**Written instruction:** Transcribe, exactly as they appear, only the lines from the one holding "Tag one point on each instance of the rocky" through the end of the entries below.

Location annotation dataset excerpts

###

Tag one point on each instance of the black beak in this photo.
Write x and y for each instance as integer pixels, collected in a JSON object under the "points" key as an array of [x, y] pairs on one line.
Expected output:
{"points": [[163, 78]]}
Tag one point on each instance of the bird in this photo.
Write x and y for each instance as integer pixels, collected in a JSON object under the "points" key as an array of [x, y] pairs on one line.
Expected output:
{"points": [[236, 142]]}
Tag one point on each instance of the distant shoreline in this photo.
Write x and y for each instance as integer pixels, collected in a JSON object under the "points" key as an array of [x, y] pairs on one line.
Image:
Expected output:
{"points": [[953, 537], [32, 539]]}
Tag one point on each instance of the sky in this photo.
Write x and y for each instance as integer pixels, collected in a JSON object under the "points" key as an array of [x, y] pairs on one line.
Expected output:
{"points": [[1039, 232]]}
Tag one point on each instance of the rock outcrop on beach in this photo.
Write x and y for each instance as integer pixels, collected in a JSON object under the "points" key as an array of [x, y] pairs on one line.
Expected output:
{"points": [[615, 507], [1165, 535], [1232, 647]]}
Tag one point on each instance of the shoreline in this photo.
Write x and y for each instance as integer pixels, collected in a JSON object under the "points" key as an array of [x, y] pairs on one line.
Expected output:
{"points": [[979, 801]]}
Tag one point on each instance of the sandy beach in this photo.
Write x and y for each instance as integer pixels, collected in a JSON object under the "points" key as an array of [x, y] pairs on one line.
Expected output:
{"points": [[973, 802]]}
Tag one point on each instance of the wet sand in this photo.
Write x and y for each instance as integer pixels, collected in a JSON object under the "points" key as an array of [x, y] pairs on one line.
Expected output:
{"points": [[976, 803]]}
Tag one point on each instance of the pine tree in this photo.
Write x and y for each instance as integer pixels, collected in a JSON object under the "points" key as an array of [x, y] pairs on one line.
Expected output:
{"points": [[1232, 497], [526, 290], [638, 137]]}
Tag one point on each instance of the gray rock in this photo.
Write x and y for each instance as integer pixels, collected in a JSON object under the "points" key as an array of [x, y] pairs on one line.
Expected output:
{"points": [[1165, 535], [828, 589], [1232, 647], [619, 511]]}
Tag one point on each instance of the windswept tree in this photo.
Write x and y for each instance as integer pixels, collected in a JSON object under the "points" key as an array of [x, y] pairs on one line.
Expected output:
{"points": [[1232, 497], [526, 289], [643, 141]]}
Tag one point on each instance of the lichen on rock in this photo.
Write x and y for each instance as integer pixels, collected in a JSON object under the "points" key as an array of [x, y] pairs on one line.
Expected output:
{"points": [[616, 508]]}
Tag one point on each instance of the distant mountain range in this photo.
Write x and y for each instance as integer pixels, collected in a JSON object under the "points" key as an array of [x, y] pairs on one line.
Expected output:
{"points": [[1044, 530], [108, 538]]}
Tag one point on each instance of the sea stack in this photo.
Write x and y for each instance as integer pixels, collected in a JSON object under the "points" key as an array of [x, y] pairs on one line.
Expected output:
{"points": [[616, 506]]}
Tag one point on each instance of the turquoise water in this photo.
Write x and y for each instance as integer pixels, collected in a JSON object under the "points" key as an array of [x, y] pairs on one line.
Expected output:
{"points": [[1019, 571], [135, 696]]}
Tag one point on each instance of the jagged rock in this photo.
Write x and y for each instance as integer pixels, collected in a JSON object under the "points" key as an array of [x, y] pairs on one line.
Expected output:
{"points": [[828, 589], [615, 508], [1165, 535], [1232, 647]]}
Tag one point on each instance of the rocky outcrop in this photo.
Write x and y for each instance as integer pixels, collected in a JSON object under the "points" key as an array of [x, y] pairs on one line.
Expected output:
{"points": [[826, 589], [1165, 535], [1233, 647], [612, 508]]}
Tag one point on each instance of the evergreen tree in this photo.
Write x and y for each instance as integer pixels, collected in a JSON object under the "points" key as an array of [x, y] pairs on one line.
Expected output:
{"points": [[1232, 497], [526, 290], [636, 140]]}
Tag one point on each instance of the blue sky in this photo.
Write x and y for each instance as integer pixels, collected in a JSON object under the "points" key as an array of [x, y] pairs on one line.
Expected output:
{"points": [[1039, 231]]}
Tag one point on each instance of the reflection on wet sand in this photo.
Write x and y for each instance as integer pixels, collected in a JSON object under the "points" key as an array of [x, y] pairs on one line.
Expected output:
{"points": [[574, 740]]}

###

**Answer to this task:**
Tag one point on each instance of the rocky outcrop in this photo.
Write x and y for each instance as integer pixels, collected in a JSON object under the "points" key as an array of [x, y] pairs on one line.
Expected output:
{"points": [[826, 589], [1165, 535], [1233, 647], [612, 508]]}
Tag one point on each instance of the evergreen tree in this photo.
Write x and y for each instance as integer pixels, collected in a JSON object under the "points" key as an array of [x, y] pairs on one line.
Expected output:
{"points": [[1232, 497], [526, 290], [636, 140]]}
Tag one point on each instance of the blue sky in this photo.
Write x and y for each instance as integer pixels, collected in a JSON object under the "points" key as an array of [x, y] pairs on one line.
Expected output:
{"points": [[1039, 231]]}
Tag one point on each instance of the reflection on wet sand in this photo.
Write x and y for each instance as integer pixels, collected in a JSON object under the "points" key as an array of [x, y] pairs on one line.
Expected output:
{"points": [[574, 740]]}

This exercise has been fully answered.